▶ **Required action**
Would you transcribe the whole listing exactly, minus its pictures?

▶ **Given data**

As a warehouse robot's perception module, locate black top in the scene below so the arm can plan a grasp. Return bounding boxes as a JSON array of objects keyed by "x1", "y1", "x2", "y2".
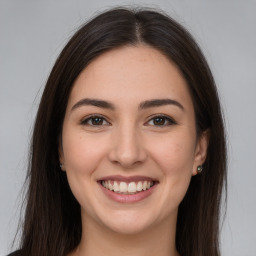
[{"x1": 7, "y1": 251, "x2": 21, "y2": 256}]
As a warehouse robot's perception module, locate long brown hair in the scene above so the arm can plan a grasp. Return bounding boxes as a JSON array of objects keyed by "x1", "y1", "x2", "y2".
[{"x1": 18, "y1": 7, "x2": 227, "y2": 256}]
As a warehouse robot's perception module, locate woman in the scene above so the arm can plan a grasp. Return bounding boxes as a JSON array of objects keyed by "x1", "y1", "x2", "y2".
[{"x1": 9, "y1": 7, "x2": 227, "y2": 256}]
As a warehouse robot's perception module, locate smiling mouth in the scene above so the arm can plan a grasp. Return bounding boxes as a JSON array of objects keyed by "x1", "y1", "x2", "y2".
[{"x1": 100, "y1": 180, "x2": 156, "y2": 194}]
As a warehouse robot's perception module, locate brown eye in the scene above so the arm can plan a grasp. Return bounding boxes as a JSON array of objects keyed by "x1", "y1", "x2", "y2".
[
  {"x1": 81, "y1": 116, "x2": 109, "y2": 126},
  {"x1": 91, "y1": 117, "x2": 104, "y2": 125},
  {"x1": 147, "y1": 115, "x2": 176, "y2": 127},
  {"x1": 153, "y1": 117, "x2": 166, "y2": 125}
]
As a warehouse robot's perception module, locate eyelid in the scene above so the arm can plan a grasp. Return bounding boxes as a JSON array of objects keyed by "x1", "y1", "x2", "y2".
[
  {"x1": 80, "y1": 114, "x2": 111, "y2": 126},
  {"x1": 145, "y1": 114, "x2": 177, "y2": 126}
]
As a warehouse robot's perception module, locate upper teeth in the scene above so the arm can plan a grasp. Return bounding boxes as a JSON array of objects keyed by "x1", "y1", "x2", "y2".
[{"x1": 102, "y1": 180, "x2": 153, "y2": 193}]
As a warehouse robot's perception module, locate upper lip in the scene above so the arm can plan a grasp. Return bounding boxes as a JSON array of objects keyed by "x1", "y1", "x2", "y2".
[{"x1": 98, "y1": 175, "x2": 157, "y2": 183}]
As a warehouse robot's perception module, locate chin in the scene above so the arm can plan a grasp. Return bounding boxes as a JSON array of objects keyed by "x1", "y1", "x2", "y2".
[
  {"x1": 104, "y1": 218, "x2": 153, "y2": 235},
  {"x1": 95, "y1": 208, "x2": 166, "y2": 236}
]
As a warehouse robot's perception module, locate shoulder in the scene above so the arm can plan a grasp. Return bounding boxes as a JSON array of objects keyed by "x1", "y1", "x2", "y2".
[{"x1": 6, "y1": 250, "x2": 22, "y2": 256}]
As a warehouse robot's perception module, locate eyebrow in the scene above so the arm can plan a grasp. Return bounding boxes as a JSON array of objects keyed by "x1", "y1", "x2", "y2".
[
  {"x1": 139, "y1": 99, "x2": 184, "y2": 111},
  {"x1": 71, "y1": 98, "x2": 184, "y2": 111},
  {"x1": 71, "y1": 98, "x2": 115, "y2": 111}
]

▶ **Answer for this exercise**
As a warehouse robot's perception module, locate black top in the scene below so the arm can plan a grasp. Return bounding boxes as a JSON array of objects keyed by "x1", "y1", "x2", "y2".
[{"x1": 7, "y1": 251, "x2": 21, "y2": 256}]
As a warehouse robot's perception module, locate long brown hair in the scene above so the arm can plan a grasp. Return bounding boxes as a JSON array of objects keyed by "x1", "y1", "x2", "y2".
[{"x1": 18, "y1": 7, "x2": 227, "y2": 256}]
As a warehouse robot's perception module, locate woman in the scene above so the arm can plan a grasp. Return bounding boxes as a JSON array of objects keyed by "x1", "y1", "x2", "y2".
[{"x1": 9, "y1": 7, "x2": 227, "y2": 256}]
As a warehouse robot's perception module, locate smiling mouth in the scene above so the arm can plan a grasp. Return bounding boxes as a JSON array of objects keyed by "x1", "y1", "x2", "y2".
[{"x1": 100, "y1": 180, "x2": 156, "y2": 194}]
As a warehouse robot's perception module, locate brown eye in the scene above so the arm can plan a grasp. Return bounding boxes as a JSON array of objects keyed by "x1", "y1", "x2", "y2".
[
  {"x1": 81, "y1": 116, "x2": 109, "y2": 126},
  {"x1": 91, "y1": 117, "x2": 104, "y2": 125},
  {"x1": 147, "y1": 115, "x2": 176, "y2": 127},
  {"x1": 153, "y1": 117, "x2": 166, "y2": 125}
]
As a warehouse robot's perception module, locate eyelid in the scene above so the arm can plan a grasp. Return bounding boxes as a JSON array of objects keyed by "x1", "y1", "x2", "y2".
[
  {"x1": 80, "y1": 114, "x2": 111, "y2": 126},
  {"x1": 145, "y1": 114, "x2": 177, "y2": 126}
]
As a warehouse robot's perception module, locate upper teeth in the scene above so the arm can plan a grasp. Return bounding boxes as a JSON array of objects keyed by "x1", "y1", "x2", "y2".
[{"x1": 102, "y1": 180, "x2": 153, "y2": 193}]
As a warehouse robot's perception module, locate upper lip in the scene above so the arm can plan a grasp. Return bounding boxes as a JSON array of objects keyed by "x1", "y1", "x2", "y2".
[{"x1": 98, "y1": 175, "x2": 157, "y2": 183}]
As a warehouse robot's perception module, locate chin in the scene above so the arm can plan a grasp. Return bounding boxes as a JSON array of objects keyed by "x1", "y1", "x2", "y2".
[
  {"x1": 104, "y1": 218, "x2": 153, "y2": 235},
  {"x1": 95, "y1": 208, "x2": 166, "y2": 236}
]
As a warehouse robot's perception module, locate shoulder in the scene above so the arm can plan a grasp. Return bounding boxes as a JSON array of objects keyed by "x1", "y1", "x2", "y2".
[{"x1": 6, "y1": 250, "x2": 22, "y2": 256}]
As a warehouse robot's perception module, locate eyebrow in the scene above so the arm can plan a grasp. Return bounding boxes as a JSON array of objects keyed by "x1", "y1", "x2", "y2".
[
  {"x1": 139, "y1": 99, "x2": 184, "y2": 111},
  {"x1": 71, "y1": 98, "x2": 184, "y2": 111},
  {"x1": 71, "y1": 98, "x2": 115, "y2": 111}
]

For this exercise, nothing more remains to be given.